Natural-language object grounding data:
.....

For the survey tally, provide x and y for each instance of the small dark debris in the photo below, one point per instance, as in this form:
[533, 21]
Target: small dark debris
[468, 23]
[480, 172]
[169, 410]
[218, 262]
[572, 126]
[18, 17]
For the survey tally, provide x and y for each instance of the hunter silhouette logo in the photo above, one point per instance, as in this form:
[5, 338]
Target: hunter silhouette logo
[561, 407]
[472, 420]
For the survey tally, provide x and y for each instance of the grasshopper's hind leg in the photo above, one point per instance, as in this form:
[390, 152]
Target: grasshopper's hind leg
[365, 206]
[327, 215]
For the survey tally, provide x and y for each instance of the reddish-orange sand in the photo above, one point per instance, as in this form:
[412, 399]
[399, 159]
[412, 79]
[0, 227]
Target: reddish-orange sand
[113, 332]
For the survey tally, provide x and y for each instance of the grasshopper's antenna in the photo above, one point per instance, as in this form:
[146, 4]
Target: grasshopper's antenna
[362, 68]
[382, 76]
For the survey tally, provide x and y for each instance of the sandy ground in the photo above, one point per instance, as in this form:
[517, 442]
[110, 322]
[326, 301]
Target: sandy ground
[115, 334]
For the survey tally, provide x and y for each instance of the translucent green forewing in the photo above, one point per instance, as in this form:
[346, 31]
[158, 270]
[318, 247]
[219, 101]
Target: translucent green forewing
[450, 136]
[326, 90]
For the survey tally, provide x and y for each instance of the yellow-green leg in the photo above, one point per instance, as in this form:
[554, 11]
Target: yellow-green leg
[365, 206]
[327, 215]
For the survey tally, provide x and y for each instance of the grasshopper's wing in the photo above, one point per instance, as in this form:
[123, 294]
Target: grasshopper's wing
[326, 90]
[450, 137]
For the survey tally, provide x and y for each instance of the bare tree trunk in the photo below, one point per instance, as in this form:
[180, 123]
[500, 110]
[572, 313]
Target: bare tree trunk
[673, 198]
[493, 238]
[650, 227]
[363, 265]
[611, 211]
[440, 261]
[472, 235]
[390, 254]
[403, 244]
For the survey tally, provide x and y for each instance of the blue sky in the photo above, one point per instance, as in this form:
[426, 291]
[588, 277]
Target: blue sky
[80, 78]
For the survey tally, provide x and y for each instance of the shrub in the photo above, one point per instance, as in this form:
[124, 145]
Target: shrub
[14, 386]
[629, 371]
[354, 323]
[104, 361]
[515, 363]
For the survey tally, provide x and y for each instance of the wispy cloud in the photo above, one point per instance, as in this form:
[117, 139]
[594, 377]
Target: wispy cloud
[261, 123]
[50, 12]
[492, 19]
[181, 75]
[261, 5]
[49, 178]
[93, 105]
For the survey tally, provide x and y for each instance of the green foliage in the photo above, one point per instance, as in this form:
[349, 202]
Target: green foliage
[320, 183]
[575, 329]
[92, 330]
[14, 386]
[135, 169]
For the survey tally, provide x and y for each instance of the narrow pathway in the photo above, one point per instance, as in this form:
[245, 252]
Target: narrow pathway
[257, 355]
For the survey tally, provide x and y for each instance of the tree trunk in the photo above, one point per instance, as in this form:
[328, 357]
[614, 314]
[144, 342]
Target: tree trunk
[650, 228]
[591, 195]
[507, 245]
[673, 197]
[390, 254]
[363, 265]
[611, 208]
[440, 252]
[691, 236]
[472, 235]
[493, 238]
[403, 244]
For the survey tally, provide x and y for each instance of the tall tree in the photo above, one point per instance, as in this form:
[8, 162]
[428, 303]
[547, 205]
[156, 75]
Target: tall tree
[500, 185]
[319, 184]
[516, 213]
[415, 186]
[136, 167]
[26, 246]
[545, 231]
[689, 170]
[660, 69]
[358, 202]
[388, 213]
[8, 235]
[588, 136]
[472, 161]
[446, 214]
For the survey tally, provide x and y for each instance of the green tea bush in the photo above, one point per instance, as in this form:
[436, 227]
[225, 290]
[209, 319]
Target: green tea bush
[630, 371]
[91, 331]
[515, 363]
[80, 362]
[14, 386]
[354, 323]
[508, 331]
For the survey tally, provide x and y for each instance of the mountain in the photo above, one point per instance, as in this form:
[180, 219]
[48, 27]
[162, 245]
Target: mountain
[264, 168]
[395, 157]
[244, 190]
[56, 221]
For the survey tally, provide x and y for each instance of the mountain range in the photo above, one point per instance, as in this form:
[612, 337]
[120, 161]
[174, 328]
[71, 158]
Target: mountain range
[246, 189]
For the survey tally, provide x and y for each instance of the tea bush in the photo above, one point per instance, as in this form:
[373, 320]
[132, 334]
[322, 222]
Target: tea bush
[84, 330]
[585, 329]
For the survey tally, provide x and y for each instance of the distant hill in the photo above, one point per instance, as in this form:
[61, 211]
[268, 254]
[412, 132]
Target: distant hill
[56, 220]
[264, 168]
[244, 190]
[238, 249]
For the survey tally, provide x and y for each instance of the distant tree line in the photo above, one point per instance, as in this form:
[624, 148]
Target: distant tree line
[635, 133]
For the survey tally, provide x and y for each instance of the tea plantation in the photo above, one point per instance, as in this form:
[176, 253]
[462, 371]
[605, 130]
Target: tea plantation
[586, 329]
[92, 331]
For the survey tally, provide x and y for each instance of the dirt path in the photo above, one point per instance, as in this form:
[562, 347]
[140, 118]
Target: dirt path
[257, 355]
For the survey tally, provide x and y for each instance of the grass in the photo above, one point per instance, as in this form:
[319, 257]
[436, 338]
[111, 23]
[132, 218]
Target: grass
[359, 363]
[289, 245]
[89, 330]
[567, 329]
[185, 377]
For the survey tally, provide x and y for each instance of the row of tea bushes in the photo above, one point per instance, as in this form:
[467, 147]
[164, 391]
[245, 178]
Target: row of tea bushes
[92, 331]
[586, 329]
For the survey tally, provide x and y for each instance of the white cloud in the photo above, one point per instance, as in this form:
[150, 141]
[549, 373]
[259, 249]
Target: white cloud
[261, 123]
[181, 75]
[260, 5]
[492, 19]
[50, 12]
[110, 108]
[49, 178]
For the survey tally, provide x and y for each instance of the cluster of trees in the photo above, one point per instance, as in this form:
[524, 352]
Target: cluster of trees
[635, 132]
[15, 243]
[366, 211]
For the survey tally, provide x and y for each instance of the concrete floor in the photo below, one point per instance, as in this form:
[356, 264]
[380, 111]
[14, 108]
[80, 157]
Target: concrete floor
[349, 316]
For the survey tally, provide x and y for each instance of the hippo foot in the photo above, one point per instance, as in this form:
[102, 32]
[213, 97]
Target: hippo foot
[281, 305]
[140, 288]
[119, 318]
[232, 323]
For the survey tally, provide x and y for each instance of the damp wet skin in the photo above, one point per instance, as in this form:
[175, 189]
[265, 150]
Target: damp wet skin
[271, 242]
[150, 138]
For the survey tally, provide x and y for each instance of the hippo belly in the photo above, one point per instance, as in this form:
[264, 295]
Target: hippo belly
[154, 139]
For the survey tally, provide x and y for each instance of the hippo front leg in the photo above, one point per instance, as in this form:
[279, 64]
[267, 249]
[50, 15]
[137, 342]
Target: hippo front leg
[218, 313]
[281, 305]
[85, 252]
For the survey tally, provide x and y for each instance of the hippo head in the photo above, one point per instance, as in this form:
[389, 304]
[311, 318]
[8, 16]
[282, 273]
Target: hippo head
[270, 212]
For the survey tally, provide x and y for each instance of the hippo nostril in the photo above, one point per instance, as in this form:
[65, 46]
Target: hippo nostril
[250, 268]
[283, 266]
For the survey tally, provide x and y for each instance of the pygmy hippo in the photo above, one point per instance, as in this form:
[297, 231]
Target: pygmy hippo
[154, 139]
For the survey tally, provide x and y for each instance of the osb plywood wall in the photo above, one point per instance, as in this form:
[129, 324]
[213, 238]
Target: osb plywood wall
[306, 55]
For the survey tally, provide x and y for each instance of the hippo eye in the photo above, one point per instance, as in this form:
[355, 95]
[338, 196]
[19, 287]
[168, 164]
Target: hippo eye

.....

Among the entries, how many lines include the word "below"? Answer with only the number.

(WRITTEN SOLUTION): 3